#### [PASSAGE TO READ]

—————

A young adult male sustained an open dislocation of the PIP for his middle finger while playing rugby.
Hopefully he wasn’t doing a Hopoate.
The finger was neurovascularly intact. The wound was not obviously contaminated.
The finger was anaesthetised using a ring block at the level of the web space and the wound was cleaned.
The clinician puts on gloves to give a better grip. The proximal phalynx was held in the clinicians non-dominant hand with the clinician’s thumb on the palmer aspect where it can be used to stabilise the distal end of the proximal phalynx.
The clinician then grabs the rest of the finger in her/his dominant hand and pulls and hyperextends the middle phalynx. The middle phalynx is then flexed reducing the dislocation.
The PIP joint was grossly unstable indicating disruption of the volar plate – the ligament joining the palmar aspect of the proximal phalynx to the palmar aspect of the middle phalynx. The volar plate prevents hyperextension and dorsal dislocation of the joint.
Where there is a large avulsion fracture, say > 30% of the joint surface talk to hands/ortho about potential fixation of the fragment.

—————

#### [Records from a data source]
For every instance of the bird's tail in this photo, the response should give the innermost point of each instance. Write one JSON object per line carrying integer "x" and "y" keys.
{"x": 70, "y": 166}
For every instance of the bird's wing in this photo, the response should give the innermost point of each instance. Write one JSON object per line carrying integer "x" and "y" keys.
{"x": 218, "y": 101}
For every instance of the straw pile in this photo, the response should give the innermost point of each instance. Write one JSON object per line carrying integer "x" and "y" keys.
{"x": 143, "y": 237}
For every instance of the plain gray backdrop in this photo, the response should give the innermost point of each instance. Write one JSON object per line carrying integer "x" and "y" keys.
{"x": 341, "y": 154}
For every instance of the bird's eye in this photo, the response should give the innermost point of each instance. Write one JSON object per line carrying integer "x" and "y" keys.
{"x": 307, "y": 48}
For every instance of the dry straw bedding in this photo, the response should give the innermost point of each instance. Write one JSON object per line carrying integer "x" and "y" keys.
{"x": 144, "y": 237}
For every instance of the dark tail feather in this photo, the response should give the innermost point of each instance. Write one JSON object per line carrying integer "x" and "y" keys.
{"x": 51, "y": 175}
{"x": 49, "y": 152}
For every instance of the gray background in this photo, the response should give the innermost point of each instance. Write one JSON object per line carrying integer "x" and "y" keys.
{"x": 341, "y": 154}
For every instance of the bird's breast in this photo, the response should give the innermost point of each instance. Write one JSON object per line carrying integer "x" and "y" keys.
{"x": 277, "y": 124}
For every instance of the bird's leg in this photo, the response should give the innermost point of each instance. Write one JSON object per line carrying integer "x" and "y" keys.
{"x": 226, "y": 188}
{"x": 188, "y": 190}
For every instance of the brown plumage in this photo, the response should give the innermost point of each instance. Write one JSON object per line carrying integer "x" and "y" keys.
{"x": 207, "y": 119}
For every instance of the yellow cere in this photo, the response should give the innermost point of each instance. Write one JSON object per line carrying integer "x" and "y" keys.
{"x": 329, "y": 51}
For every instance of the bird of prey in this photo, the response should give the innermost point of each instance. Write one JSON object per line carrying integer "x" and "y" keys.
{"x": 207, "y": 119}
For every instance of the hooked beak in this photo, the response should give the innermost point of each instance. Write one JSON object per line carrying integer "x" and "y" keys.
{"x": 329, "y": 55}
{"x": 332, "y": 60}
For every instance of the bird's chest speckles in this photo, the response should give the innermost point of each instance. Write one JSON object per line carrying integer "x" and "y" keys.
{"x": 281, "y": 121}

—————

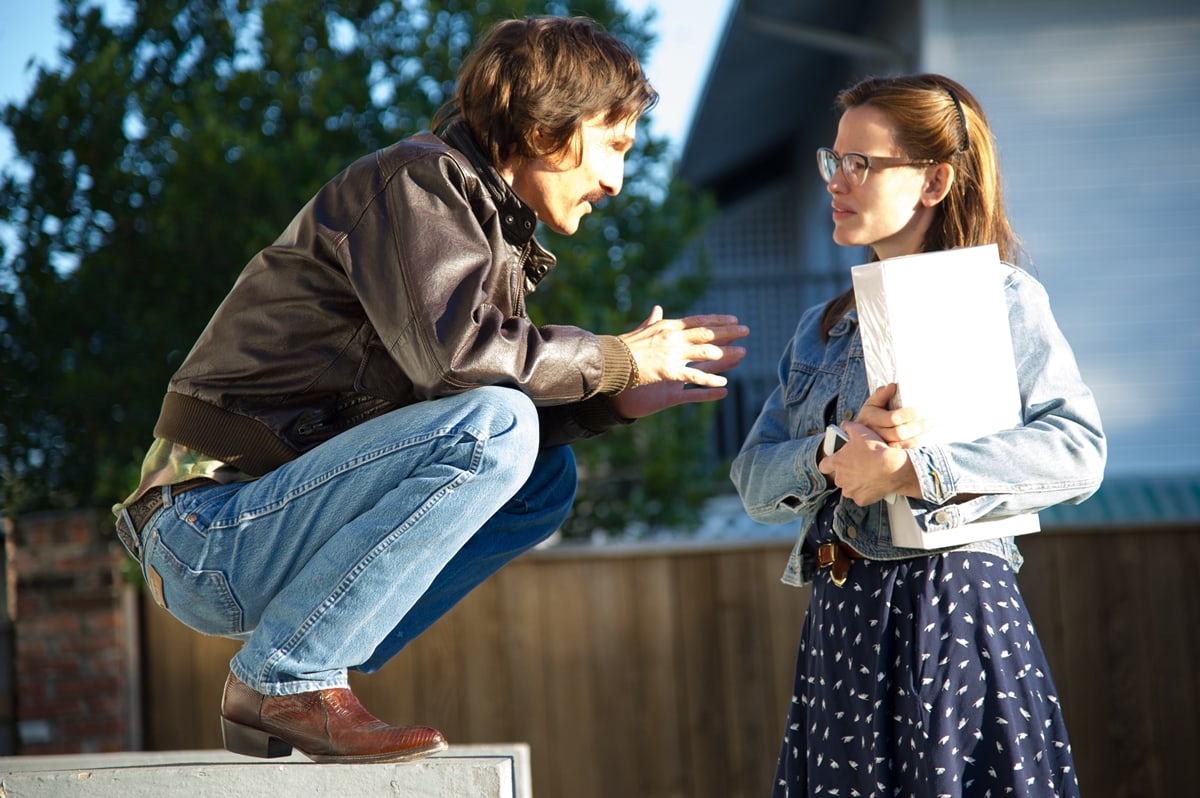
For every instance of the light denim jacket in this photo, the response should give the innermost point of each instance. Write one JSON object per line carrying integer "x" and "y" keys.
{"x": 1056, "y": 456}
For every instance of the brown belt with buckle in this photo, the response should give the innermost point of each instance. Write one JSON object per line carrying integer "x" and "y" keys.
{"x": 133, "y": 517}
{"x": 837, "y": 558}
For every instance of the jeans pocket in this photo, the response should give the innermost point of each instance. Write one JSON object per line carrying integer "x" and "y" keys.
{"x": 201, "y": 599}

—————

#### [PROBLEM DETAILS]
Extract, verbatim, the stretch of the passage on the finger dislocation from "A young adult" through "wound was cleaned.". The rows are not required.

#### [TASK RESULT]
A young adult male sustained an open dislocation of the PIP for his middle finger while playing rugby.
Hopefully he wasn’t doing a Hopoate.
The finger was neurovascularly intact. The wound was not obviously contaminated.
The finger was anaesthetised using a ring block at the level of the web space and the wound was cleaned.